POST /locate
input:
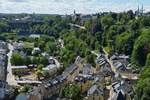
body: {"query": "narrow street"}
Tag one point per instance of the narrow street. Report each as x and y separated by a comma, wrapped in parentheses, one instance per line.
(10, 77)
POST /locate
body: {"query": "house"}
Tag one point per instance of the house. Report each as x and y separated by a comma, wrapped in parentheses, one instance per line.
(121, 90)
(17, 46)
(118, 65)
(3, 90)
(51, 60)
(95, 93)
(87, 69)
(70, 70)
(79, 60)
(36, 51)
(20, 70)
(106, 70)
(51, 69)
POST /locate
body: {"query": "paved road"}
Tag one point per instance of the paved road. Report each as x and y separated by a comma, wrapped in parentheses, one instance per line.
(78, 26)
(10, 77)
(123, 74)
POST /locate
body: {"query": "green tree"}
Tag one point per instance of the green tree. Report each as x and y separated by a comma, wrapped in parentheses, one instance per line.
(17, 59)
(71, 91)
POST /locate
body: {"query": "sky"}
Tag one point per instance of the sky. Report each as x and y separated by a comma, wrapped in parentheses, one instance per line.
(68, 6)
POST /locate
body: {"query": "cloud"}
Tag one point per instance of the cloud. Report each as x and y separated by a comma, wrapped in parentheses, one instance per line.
(68, 6)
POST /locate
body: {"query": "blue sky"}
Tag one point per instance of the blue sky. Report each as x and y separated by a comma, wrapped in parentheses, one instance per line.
(68, 6)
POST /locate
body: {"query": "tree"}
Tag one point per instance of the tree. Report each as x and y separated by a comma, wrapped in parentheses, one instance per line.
(44, 61)
(71, 91)
(27, 61)
(17, 60)
(39, 71)
(141, 48)
(148, 60)
(143, 86)
(91, 59)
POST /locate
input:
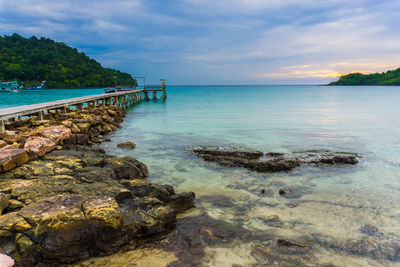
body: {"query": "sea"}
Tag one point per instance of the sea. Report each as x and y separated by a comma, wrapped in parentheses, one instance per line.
(350, 215)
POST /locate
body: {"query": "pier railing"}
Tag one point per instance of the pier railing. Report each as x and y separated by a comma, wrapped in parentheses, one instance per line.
(123, 99)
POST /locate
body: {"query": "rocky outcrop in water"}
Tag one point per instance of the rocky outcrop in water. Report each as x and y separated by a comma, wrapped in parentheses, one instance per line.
(271, 162)
(76, 203)
(28, 139)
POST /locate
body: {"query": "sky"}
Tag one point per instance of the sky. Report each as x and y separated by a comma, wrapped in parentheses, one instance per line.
(220, 41)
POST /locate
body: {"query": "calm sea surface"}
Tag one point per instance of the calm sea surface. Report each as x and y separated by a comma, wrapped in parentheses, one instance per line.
(343, 203)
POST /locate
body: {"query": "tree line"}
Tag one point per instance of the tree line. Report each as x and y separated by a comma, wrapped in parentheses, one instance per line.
(32, 60)
(391, 77)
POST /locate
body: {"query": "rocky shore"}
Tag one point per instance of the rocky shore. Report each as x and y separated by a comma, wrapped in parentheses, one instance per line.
(63, 201)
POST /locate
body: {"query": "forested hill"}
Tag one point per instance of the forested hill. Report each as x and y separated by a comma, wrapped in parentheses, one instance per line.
(391, 77)
(32, 60)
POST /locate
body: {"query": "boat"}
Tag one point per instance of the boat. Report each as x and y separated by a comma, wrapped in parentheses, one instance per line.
(10, 87)
(41, 86)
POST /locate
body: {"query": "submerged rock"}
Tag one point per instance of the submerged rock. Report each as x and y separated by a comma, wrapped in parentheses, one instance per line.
(130, 145)
(6, 261)
(293, 191)
(292, 247)
(271, 162)
(370, 230)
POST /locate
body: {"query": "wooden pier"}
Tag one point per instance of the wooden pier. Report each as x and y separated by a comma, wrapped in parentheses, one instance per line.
(124, 99)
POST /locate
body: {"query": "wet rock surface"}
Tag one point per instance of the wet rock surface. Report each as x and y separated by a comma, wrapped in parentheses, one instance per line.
(80, 202)
(271, 162)
(28, 139)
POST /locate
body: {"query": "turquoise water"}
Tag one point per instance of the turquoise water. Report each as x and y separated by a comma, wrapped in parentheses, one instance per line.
(341, 201)
(27, 97)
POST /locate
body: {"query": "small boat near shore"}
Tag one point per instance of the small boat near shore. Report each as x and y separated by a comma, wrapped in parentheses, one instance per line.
(38, 87)
(10, 87)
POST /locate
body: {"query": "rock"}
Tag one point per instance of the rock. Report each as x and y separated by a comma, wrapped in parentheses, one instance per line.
(6, 261)
(127, 168)
(55, 133)
(293, 191)
(143, 188)
(130, 145)
(111, 112)
(37, 146)
(84, 127)
(271, 162)
(182, 202)
(67, 123)
(292, 247)
(14, 204)
(272, 218)
(77, 139)
(78, 203)
(370, 230)
(4, 202)
(2, 143)
(11, 158)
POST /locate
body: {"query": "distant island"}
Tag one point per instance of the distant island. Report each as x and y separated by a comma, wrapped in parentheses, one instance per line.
(32, 60)
(391, 77)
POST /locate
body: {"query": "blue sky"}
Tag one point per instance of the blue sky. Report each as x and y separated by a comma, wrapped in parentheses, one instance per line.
(220, 41)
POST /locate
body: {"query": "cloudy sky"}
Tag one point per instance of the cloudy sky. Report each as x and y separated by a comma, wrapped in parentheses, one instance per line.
(220, 41)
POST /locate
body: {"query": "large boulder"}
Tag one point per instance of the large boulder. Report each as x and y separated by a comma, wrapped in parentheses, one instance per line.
(11, 158)
(77, 203)
(4, 202)
(6, 261)
(55, 133)
(37, 146)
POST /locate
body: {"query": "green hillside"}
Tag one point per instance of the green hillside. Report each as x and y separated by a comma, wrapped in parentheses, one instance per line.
(31, 60)
(391, 77)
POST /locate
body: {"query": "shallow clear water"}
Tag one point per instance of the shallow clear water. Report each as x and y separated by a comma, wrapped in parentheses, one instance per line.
(341, 201)
(27, 97)
(363, 120)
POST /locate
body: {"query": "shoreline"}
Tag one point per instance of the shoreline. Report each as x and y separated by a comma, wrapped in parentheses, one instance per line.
(65, 201)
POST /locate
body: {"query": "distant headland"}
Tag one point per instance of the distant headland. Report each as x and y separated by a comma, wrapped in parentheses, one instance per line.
(391, 77)
(32, 60)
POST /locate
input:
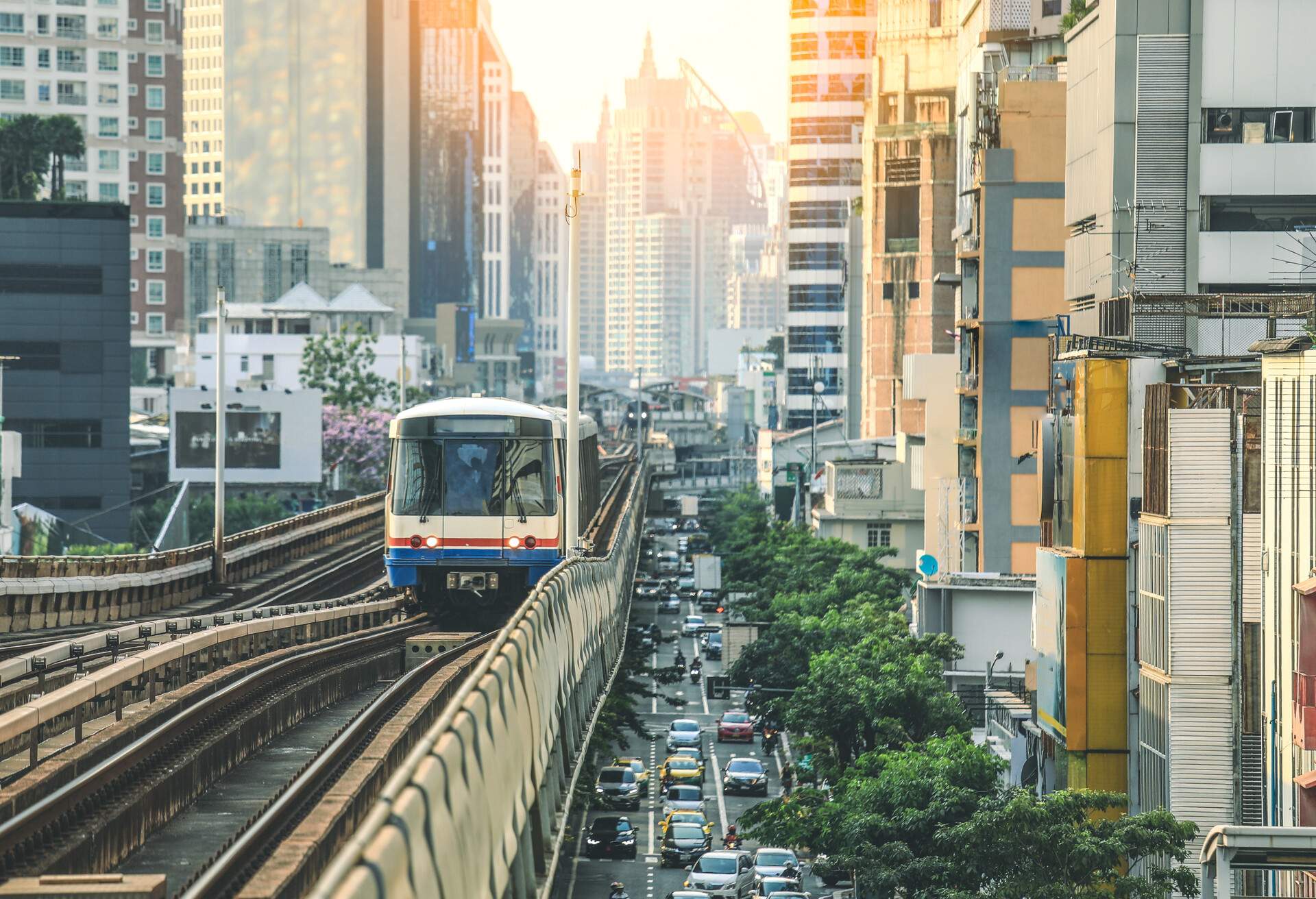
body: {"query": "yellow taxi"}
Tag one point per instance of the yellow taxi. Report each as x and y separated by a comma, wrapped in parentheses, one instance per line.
(682, 769)
(687, 817)
(635, 765)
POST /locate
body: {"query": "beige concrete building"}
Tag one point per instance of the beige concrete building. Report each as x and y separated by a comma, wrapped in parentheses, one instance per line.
(908, 207)
(870, 503)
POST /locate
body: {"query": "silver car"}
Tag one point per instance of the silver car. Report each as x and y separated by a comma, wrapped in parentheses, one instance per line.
(727, 874)
(682, 798)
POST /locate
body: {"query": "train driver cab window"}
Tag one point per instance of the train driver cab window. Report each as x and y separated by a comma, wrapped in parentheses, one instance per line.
(472, 477)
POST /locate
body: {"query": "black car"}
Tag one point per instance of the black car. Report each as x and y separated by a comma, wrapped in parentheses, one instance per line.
(714, 645)
(683, 844)
(618, 787)
(744, 774)
(609, 837)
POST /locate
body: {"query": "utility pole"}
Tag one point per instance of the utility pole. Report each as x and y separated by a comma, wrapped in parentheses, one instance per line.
(573, 498)
(402, 374)
(220, 436)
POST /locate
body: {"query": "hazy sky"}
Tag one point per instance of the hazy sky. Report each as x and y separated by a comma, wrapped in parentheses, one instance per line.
(566, 54)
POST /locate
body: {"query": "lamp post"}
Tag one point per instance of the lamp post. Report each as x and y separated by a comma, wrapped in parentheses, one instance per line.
(220, 437)
(573, 498)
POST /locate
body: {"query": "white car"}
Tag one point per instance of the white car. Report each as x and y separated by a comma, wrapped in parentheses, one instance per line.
(725, 873)
(770, 861)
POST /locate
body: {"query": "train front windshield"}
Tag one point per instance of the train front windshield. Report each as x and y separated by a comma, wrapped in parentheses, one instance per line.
(463, 476)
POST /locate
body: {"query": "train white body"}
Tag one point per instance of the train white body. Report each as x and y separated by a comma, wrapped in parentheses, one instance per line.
(476, 497)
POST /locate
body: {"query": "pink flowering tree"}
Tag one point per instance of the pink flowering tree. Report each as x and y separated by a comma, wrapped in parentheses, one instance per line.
(356, 447)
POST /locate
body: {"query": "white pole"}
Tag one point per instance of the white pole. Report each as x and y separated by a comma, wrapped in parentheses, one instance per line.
(402, 374)
(573, 499)
(220, 436)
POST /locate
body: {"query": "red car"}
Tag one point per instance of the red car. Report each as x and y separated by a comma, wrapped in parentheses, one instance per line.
(735, 726)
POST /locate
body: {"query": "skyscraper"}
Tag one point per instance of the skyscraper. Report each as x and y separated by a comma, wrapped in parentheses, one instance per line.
(831, 48)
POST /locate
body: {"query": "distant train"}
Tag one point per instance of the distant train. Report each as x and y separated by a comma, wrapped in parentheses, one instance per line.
(474, 513)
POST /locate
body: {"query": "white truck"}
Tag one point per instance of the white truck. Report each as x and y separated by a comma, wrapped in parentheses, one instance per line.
(708, 571)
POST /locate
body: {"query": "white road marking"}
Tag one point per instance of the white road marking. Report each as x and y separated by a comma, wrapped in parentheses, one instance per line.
(718, 787)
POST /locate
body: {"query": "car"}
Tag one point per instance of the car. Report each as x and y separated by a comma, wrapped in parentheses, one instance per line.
(694, 752)
(618, 787)
(683, 732)
(714, 645)
(609, 837)
(745, 774)
(778, 886)
(683, 769)
(635, 765)
(686, 817)
(735, 724)
(683, 844)
(769, 863)
(725, 873)
(682, 798)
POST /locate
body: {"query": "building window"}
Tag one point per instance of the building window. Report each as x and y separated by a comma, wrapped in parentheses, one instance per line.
(879, 534)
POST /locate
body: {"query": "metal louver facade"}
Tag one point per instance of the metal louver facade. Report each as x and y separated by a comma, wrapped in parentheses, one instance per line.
(1161, 167)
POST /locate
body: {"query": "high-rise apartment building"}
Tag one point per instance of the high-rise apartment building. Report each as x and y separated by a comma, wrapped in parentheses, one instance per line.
(908, 207)
(327, 115)
(203, 108)
(677, 181)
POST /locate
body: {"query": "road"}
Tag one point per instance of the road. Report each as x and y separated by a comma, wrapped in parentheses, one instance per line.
(644, 877)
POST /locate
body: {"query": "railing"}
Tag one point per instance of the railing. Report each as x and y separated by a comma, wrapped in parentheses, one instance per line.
(42, 590)
(490, 785)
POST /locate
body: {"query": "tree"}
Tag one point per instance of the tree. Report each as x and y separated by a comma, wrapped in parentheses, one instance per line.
(24, 157)
(340, 365)
(356, 444)
(62, 137)
(1068, 846)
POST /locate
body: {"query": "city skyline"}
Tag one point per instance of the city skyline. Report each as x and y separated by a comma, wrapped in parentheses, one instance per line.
(568, 88)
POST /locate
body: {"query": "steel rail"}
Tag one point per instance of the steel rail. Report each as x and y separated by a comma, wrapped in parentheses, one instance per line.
(228, 873)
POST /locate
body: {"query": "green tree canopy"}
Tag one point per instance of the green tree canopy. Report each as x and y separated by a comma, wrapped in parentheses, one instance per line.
(340, 365)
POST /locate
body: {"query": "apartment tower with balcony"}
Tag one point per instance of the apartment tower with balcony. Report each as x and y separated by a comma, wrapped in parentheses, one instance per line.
(829, 69)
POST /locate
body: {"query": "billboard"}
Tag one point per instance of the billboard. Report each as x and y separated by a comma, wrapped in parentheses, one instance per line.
(271, 437)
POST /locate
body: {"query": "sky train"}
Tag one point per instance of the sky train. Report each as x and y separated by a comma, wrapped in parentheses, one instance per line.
(474, 513)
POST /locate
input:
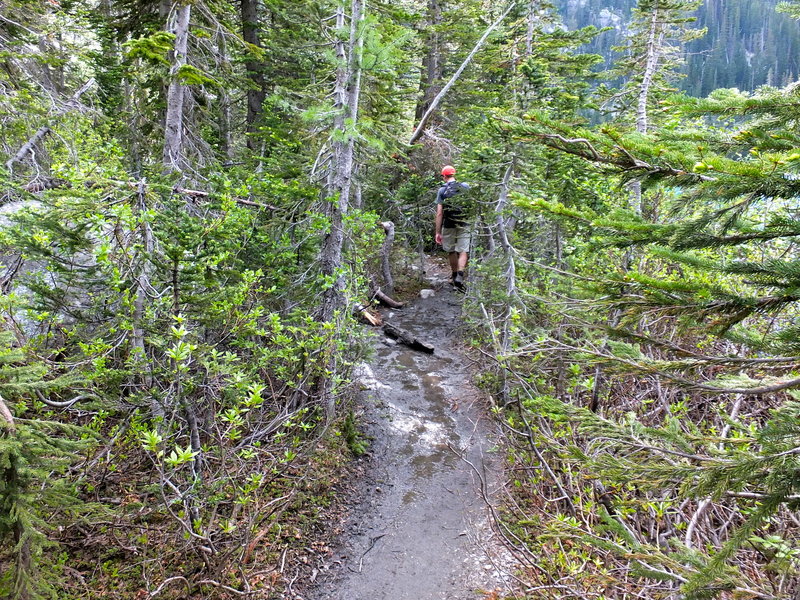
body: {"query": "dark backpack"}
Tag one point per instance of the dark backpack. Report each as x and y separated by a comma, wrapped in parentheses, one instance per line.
(454, 212)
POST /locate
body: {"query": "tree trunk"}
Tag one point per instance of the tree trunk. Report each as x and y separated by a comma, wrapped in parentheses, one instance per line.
(431, 62)
(346, 96)
(143, 283)
(655, 40)
(256, 93)
(386, 255)
(225, 105)
(511, 275)
(347, 90)
(173, 157)
(423, 122)
(532, 19)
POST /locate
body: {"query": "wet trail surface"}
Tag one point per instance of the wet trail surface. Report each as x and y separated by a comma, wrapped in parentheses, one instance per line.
(421, 529)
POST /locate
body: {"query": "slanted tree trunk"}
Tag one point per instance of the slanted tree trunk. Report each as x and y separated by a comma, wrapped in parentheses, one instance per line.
(173, 157)
(432, 61)
(423, 121)
(256, 93)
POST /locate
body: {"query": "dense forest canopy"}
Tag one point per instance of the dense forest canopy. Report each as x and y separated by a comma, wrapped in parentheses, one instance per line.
(201, 200)
(747, 43)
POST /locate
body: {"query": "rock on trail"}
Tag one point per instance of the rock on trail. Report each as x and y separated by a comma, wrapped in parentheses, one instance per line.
(421, 530)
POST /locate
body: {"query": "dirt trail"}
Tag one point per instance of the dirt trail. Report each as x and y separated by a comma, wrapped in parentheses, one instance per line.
(421, 530)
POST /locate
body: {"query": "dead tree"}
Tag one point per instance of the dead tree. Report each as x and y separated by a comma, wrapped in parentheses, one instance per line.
(173, 156)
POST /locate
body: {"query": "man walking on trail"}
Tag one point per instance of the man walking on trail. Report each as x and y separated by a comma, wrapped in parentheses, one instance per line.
(453, 229)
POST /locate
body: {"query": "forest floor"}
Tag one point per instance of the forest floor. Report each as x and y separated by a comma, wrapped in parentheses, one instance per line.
(418, 523)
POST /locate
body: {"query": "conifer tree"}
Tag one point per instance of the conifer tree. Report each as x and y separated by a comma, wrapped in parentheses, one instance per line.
(710, 271)
(31, 451)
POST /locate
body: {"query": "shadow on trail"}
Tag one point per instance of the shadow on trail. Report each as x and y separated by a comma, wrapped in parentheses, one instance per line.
(421, 530)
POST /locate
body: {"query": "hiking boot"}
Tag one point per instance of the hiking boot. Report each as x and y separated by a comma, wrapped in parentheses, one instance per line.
(458, 281)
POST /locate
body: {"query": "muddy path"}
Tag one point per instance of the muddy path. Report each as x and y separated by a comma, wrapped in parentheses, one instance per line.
(419, 527)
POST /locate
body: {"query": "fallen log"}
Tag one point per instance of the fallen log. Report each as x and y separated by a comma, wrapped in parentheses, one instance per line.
(367, 315)
(406, 338)
(386, 300)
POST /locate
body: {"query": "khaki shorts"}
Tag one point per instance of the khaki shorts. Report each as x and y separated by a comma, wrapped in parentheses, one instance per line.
(457, 239)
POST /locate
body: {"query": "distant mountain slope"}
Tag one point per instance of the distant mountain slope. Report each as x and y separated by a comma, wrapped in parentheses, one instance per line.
(748, 44)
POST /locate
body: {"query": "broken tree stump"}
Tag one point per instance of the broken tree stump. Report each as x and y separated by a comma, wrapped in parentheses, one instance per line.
(406, 338)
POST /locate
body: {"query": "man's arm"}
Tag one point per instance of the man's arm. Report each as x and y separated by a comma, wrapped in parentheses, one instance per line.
(439, 215)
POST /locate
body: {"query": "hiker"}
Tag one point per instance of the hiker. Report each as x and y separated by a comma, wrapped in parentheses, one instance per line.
(453, 229)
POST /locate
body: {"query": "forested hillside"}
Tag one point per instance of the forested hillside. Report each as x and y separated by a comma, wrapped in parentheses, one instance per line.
(203, 201)
(747, 43)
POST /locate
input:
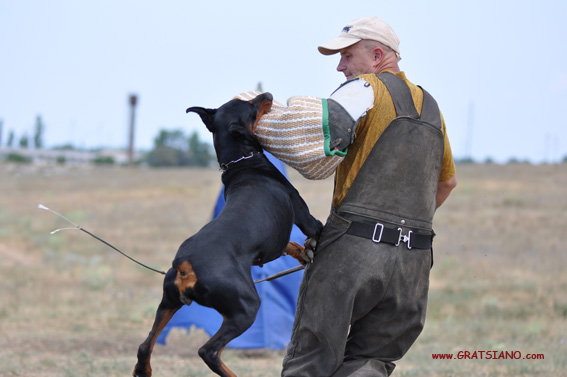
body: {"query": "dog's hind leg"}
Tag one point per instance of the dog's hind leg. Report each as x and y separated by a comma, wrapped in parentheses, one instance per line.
(170, 304)
(233, 325)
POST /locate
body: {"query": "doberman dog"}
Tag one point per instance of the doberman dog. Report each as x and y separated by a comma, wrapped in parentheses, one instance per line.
(213, 266)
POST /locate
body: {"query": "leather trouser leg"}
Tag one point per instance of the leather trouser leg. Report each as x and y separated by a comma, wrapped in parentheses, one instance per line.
(361, 306)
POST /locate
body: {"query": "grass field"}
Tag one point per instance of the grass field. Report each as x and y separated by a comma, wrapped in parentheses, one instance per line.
(70, 306)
------
--- TASK DESCRIPTION ---
Pick out every line of the items above that contains the word "dead", and copy each of those lines.

--- EXERCISE ANSWER ---
body: {"query": "dead tree"}
Tag one point per instance of the dead tree. Report each as x and y separated by a comma, wrapped in parentheses, one instance per line.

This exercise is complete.